Written exercise - Reproduce the listing below verbatim.
== Raw data
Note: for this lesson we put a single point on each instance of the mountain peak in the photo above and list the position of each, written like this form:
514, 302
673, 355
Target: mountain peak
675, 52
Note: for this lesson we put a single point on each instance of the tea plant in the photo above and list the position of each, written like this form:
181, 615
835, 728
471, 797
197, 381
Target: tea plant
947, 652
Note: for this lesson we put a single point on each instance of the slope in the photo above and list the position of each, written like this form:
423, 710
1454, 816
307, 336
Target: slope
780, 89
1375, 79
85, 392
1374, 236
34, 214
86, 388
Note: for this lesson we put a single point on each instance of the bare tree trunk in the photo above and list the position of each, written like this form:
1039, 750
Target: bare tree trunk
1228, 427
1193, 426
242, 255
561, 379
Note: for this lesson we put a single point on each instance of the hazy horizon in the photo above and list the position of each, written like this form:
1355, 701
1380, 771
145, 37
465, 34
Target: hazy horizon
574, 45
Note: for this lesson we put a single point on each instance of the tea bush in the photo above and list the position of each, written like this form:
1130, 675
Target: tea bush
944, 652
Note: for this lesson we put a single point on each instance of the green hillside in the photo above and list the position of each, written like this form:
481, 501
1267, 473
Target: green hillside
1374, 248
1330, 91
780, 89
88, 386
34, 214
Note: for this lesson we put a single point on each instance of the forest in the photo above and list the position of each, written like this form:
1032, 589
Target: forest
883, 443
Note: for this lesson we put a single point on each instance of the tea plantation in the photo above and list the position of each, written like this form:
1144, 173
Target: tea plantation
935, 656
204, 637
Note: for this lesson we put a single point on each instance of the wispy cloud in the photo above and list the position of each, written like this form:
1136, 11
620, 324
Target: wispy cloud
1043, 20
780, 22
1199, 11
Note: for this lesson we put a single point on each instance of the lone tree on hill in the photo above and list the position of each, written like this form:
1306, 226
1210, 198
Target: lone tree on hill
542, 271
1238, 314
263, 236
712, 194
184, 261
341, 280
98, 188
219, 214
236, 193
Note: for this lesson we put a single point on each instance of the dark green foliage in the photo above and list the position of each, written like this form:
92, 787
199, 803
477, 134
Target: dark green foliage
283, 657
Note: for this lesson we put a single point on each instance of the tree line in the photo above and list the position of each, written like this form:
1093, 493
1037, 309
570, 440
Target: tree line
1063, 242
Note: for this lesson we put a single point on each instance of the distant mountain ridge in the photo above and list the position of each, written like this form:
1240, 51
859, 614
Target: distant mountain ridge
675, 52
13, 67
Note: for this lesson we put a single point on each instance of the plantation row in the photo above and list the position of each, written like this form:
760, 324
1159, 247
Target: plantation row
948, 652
====
Full answer -
Note: for this lesson we put a single point on each instance of the mountain peak in the photo above and list the position of each, written like this form:
514, 302
673, 355
Target: mountain peak
675, 52
Note: for this lesson we put a single point on each instance of the tea plant in the photo above and list the position of each, written like this form:
181, 615
835, 728
471, 797
197, 381
Target: tea plant
947, 652
Note: for this lesson we put a single point on each instance of the slope in the photo above and list the position of each, written like this form:
423, 710
1454, 816
307, 336
Target: slope
780, 89
1375, 79
85, 392
1374, 236
34, 214
86, 388
Note: for this lesson we put a single point on each instance of the bare tree trunk in the photo above and list the position of each, written like this form:
1039, 750
Target: bare tree trunk
1228, 427
1193, 426
242, 255
561, 379
Note: for this lesson we put a single point on each instance of the hazy horizon in the photo above and list the position of each, written like this form:
1355, 701
1380, 771
145, 37
465, 34
Target: hazy horizon
574, 45
Note: for this lesson we put a single point on each instance of the tea bush in the photo above and list the position of each, written like this form:
1130, 675
Target: tea bush
944, 652
Note: for this lesson we put a single point on each instance of the green hillside in the photo above and list the position of each, written like this form:
481, 501
1267, 473
Target: green hillside
1374, 248
1330, 91
780, 89
88, 386
34, 214
Note: for this lesson we put a single point on each instance of the forest in the photo above and list the position of each, written like this form:
1032, 589
Target: forest
883, 443
Note: for this lesson we put a single point on each instance of the tea plantation in the photo above and list the position of each, written like this form:
1144, 173
Target: tea plantation
935, 656
204, 637
Note: for this lesson we put a single point on each instance of the wispy cloud in the photo above and list the position of each, written like this form:
1136, 11
620, 324
Target: wispy cloud
1043, 20
780, 22
1199, 11
Note: for this lesson we put a single point on each instance of the lone tree on hill in the photo above and list the position of each, written like this form:
1306, 226
1210, 198
Target: lone tree on hill
542, 271
1238, 314
263, 236
712, 194
184, 261
341, 280
98, 188
219, 214
236, 193
Note: for this lesson we put a single point on each instance of the dark green foliage in the photo above and list the position of each, written like this form:
92, 787
199, 803
477, 134
Target: dark green foliage
283, 657
Note: for this lesson we put a single point on each instance of the tree line in the photo above and list the position of each, written like this form:
1093, 493
1037, 309
570, 440
Target: tree line
1063, 242
Note: for this lesson we put a single point on each instance of the distant mountain ridge in the photo above and list the position of each, written like this form:
1240, 51
859, 614
Target: distant mountain ridge
675, 52
13, 67
Note: for this lesson we put a single point on each instance of the plantation row in the photo above and list the position of each, written like this form:
760, 324
1159, 247
Target: plantation row
948, 652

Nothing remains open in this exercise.